Copy every line of the data below word for word, without changing a single character.

===

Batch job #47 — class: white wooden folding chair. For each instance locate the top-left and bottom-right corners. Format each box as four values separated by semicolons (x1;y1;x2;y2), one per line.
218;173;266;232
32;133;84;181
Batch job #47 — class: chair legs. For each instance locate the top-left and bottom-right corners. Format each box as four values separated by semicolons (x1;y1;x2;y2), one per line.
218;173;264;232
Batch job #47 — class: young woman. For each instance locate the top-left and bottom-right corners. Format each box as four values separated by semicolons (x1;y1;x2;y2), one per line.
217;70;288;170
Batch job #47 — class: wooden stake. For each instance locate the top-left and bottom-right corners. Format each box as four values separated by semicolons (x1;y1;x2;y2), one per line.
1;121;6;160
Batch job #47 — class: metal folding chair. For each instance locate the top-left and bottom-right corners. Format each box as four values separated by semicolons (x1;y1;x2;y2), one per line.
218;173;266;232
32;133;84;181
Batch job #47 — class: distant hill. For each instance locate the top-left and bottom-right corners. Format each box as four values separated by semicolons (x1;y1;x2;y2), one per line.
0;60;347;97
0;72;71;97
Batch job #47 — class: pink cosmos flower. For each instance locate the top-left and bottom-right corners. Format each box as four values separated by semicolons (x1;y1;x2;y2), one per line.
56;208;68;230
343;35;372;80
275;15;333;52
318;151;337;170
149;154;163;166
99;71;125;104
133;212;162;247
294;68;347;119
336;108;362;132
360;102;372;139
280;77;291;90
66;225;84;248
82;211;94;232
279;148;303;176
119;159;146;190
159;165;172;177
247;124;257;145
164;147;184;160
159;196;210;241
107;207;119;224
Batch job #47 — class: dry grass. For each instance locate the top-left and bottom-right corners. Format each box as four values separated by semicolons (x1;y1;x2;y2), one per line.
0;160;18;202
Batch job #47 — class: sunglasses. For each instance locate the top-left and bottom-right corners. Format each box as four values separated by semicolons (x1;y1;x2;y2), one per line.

===

• **ANSWER TO THIS EXERCISE**
Batch job #47 — class: white wooden folding chair. For each instance locate the top-left and bottom-right corners. Format each box as four values separated by semicolons (x1;y1;x2;y2), one per line.
218;173;266;232
32;133;84;181
Batch job #47 — class: chair legs. For each instance locate the top-left and bottom-right corners. Format each box as four values separated by semicolons (x1;y1;x2;y2), one per line.
218;173;264;232
Batch job #47 — class: young woman. For each instance locate the top-left and bottom-right corners. Format each box as four values separated by semicolons (x1;y1;x2;y2), one per line.
217;70;288;170
Batch job #47 — class: wooden stake. For each instance locate the top-left and bottom-right corners. Format each box as four values separated by semicolons (x1;y1;x2;y2), one per line.
1;121;6;160
Batch job #47 — class: metal folding chair. For each instance locate the top-left and bottom-right corners. Format each box as four values separated by semicolons (x1;y1;x2;y2), one per line.
218;173;266;232
32;133;84;181
Batch job #47 — class: distant hill. For each instance locate the top-left and bottom-right corners. Format each box as four values separated by semicolons (x1;y1;x2;y2), one per line.
0;60;347;97
0;72;71;97
Batch job #47 — class: pink cosmos flower. For each instance locate the top-left and bottom-right corners. Format each box as four values separated by semicolons (x1;y1;x2;y2), one per line.
56;208;68;230
343;35;372;80
275;15;333;52
318;151;337;170
149;154;163;166
99;71;125;104
133;212;162;247
294;68;347;119
336;108;362;132
360;102;372;139
280;77;291;90
66;225;84;248
82;211;94;232
279;148;303;176
119;159;146;190
159;165;172;177
247;124;257;145
164;147;184;160
159;196;210;241
107;207;119;224
Batch job #47 — class: dry grass. For each instance locate the top-left and bottom-right corners. Format each box as four values separated by semicolons (x1;y1;x2;y2), one per line.
0;160;18;202
Batch job #47 — class: sunglasses. For each instance locate the top-left and bottom-right corners. Format each box as four values separated by semicolons (x1;y1;x2;y2), one per line.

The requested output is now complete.